• **Text shown**:
[START]

What information was finally provided by the company was analyzed by outside experts hired by the plaintiffs' lawyers. Dr. David Peterson, a statistician, compiled a report on Rent-A-Center's hiring, promotion and firing practices. Peterson found that a disproportionate number of women, compared with men, left the company after Talley took over. And Peterson noted that the size of Rent-A-Center's female workforce was well below the average for other companies within the rent-to-own industry.
Dr. James Misner, an expert on human motion, examined the 75-pound lifting rule and concluded it wasn't a genuine requirement because Rent-A-Center didn't test the applicants on it. The kinesiologist also found that the requirement wasn't correlated with successful job performance and that its real effect was to discourage women from applying.
Tammy Shell, the woman Rent-A-Center urged the Riverfront Times to call, says just about the same thing. Shell, who's never hired a woman during her three-year tenure as a store manager, admits that she's never actually tested any applicants because "there is no test to lift 75 pounds." She also explains that she's never hired any women because the few women who do come into apply usually don't end up taking an application after they're told about the 75-pound lifting requirement. And she adds that because most of "our lifting is done with hand trucks and dollies," an employee doesn't even really need to be able to lift 75 pounds.

[END]

• **Jobs**:
A - Reproduce the Rent-A-Center passage word for word, in full.
B - Write out the entries exactly, from their first line down to the line containing "143], [358, 140]]", with both of those lines included.
The Rent-A-Center passage and the entries are unrelated.

• **Contour labeling entries**:
[START]

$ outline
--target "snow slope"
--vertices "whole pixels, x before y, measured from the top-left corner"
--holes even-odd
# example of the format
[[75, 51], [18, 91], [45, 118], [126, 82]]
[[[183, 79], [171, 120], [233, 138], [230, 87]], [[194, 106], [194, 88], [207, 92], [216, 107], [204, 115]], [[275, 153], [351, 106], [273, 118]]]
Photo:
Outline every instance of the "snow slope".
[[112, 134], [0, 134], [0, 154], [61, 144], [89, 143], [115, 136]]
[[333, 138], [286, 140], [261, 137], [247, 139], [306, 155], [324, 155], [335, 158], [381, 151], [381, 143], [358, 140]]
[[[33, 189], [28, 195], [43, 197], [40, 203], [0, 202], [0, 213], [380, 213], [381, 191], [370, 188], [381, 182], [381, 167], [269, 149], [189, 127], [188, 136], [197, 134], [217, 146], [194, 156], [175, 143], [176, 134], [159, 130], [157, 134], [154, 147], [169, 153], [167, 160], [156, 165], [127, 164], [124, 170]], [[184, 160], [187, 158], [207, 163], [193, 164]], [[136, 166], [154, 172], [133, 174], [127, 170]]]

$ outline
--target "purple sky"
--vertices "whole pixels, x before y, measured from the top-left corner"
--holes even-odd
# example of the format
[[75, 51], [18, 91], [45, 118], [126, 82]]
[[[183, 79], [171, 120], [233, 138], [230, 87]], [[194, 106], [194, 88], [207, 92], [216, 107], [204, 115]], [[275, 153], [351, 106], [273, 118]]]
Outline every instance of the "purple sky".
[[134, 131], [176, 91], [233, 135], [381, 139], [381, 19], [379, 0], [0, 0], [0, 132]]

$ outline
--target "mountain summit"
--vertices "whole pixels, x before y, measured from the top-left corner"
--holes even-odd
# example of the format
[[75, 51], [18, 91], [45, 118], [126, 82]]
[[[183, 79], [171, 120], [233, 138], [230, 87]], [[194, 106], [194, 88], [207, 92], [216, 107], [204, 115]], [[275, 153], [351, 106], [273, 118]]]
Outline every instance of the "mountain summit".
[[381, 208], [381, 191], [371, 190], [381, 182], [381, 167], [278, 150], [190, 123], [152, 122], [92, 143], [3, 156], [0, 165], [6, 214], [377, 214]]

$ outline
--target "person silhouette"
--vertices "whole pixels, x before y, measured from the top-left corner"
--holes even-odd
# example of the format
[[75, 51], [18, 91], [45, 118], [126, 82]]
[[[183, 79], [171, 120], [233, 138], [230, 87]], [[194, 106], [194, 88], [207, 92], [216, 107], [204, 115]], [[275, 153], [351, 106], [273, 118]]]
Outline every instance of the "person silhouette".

[END]

• **Answers for the tasks**:
A -
What information was finally provided by the company was analyzed by outside experts hired by the plaintiffs' lawyers. Dr. David Peterson, a statistician, compiled a report on Rent-A-Center's hiring, promotion and firing practices. Peterson found that a disproportionate number of women, compared with men, left the company after Talley took over. And Peterson noted that the size of Rent-A-Center's female workforce was well below the average for other companies within the rent-to-own industry.
Dr. James Misner, an expert on human motion, examined the 75-pound lifting rule and concluded it wasn't a genuine requirement because Rent-A-Center didn't test the applicants on it. The kinesiologist also found that the requirement wasn't correlated with successful job performance and that its real effect was to discourage women from applying.
Tammy Shell, the woman Rent-A-Center urged the Riverfront Times to call, says just about the same thing. Shell, who's never hired a woman during her three-year tenure as a store manager, admits that she's never actually tested any applicants because "there is no test to lift 75 pounds." She also explains that she's never hired any women because the few women who do come into apply usually don't end up taking an application after they're told about the 75-pound lifting requirement. And she adds that because most of "our lifting is done with hand trucks and dollies," an employee doesn't even really need to be able to lift 75 pounds.

B -
$ outline
--target "snow slope"
--vertices "whole pixels, x before y, measured from the top-left corner"
--holes even-odd
# example of the format
[[75, 51], [18, 91], [45, 118], [126, 82]]
[[[183, 79], [171, 120], [233, 138], [230, 87]], [[194, 106], [194, 88], [207, 92], [216, 107], [204, 115]], [[275, 153], [351, 106], [273, 118]]]
Photo:
Outline every instance of the "snow slope".
[[112, 134], [0, 134], [0, 154], [61, 144], [89, 143], [115, 136]]
[[333, 138], [286, 140], [261, 137], [247, 139], [306, 155], [324, 155], [335, 158], [381, 151], [381, 143], [358, 140]]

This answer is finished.